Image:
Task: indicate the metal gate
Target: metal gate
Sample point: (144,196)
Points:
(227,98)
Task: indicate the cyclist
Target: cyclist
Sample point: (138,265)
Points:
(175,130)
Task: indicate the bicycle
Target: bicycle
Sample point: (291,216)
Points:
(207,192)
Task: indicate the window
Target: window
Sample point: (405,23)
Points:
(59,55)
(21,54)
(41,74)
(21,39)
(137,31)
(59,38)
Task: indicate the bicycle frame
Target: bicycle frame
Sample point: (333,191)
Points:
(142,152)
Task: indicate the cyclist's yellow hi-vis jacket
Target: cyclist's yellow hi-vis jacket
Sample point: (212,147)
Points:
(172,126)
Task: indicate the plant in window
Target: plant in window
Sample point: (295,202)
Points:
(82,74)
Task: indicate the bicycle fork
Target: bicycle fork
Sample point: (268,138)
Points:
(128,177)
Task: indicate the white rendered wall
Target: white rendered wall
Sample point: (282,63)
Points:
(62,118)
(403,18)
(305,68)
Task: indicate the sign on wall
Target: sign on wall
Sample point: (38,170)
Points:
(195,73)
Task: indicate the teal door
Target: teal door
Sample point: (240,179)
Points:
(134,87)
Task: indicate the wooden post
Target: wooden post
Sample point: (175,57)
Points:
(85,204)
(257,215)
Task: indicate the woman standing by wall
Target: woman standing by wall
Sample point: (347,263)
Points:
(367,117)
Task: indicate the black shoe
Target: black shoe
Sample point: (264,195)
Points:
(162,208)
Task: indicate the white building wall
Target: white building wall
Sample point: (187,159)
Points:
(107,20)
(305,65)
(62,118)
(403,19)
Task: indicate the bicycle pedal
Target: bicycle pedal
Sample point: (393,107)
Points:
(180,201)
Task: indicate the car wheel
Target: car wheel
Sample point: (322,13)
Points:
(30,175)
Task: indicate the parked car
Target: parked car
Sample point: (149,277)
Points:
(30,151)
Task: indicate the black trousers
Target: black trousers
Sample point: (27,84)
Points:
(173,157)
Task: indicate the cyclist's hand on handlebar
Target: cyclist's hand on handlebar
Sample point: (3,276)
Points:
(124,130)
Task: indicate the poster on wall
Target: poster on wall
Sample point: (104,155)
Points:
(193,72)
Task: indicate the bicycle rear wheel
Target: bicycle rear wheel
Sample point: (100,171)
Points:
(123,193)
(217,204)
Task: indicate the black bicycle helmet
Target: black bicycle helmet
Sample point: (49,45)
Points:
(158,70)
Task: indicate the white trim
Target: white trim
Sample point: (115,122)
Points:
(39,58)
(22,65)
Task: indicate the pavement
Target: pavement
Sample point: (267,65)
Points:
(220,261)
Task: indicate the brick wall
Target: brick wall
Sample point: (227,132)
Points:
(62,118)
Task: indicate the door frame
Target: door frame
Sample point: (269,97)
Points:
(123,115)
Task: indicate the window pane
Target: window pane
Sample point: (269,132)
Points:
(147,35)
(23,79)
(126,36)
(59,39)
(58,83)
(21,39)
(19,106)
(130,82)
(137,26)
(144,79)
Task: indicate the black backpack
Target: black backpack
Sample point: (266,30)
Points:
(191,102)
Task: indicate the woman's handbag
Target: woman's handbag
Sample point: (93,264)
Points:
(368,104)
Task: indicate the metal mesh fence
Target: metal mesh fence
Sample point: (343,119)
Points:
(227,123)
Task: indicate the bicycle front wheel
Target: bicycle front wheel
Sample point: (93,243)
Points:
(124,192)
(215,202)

### TASK DETAILS
All of the entries must be quoted exactly; please include each one.

### SOLUTION TO THIS TASK
Image:
Task: indicate the metal gate
Target: metal gate
Sample point: (144,196)
Points:
(227,98)
Task: indicate the cyclist
Target: cyclist
Sample point: (138,265)
Points:
(175,130)
Task: indicate the bicycle
Target: bicycle
Sample point: (291,216)
Points:
(207,192)
Task: indicate the window
Target: window
Sample point: (405,23)
Points:
(59,55)
(21,54)
(41,74)
(21,39)
(137,31)
(59,38)
Task: indicate the bicycle frame
Target: bicycle frame
Sample point: (333,191)
Points:
(142,152)
Task: indicate the cyclist's yellow hi-vis jacket
Target: cyclist's yellow hi-vis jacket
Sample point: (212,147)
Points:
(172,126)
Task: indicate the plant in window
Target: plant in window
Sample point: (295,202)
Points:
(82,74)
Task: indicate the bicycle fork
Target: bicycle fork
Sample point: (268,138)
Points:
(128,177)
Task: indicate the white rendered wall
Target: white rendered wall
Sample point: (282,63)
Points:
(62,118)
(403,18)
(305,68)
Task: indicate the sign on wall
Target: sign on wall
Sample point: (38,170)
Points:
(195,73)
Task: indicate the teal door
Target: teal door
Sample point: (240,179)
Points:
(134,87)
Task: indicate the wooden post
Target: wooden post
Sample point: (175,57)
Points:
(85,204)
(257,215)
Task: indicate the woman standing by wall
Target: woman standing by wall
Sample point: (347,263)
Points:
(367,117)
Task: indicate the black shoe
Target: black shoe
Sample point: (264,195)
Points:
(162,208)
Task: indicate the white building wall
Target: white building wall
Sample point: (187,159)
Points:
(107,20)
(305,65)
(62,118)
(403,19)
Task: indicate the bicycle pedal
Target: bicycle pedal
Sample point: (393,107)
Points:
(180,201)
Task: indicate the car wheel
Target: car wheel
Sample point: (322,13)
Points:
(30,175)
Task: indicate the parked car
Target: parked car
Sample point: (149,277)
Points:
(30,151)
Task: indicate the black trousers
Target: black trousers
Sample point: (27,84)
Points:
(173,157)
Task: indicate the cyclist's hand on handlebar
Target: cyclist's hand on handlebar
Sample point: (3,276)
Points:
(124,130)
Task: indicate the poster on wall
Target: poster on wall
Sample point: (104,155)
Points:
(193,72)
Task: indicate the bicycle rear wheel
Target: bicycle rear wheel
Sample point: (100,171)
Points:
(123,193)
(217,204)
Task: indicate the black bicycle helmet
Target: black bicycle helmet
Sample point: (49,45)
Points:
(158,70)
Task: indicate the white trim
Target: white trim
Sample point: (115,122)
Points:
(39,58)
(22,65)
Task: indicate the pavement
Target: pavement
Sample point: (267,65)
Points:
(220,261)
Task: indicate the brick wall
Target: brick wall
Sample point: (227,132)
Points:
(62,118)
Task: indicate the door frame
Target: door frame
Sample point: (269,97)
Points:
(123,115)
Task: indicate the window pane
Target: window pane
Sample point: (269,132)
Points:
(147,35)
(23,79)
(126,36)
(59,39)
(58,83)
(21,39)
(19,106)
(130,82)
(137,26)
(144,79)
Task: indicate the black backpack
Target: black backpack
Sample point: (266,30)
Points:
(191,102)
Task: indicate the woman's handbag
Target: woman's handbag
Sample point: (93,264)
Points:
(368,104)
Task: indicate the metal mesh fence
Target: metal mesh fence
Sample point: (343,119)
Points:
(227,123)
Task: indicate the bicycle front wheel
Target: bicycle front wheel
Sample point: (93,243)
Points:
(124,192)
(215,202)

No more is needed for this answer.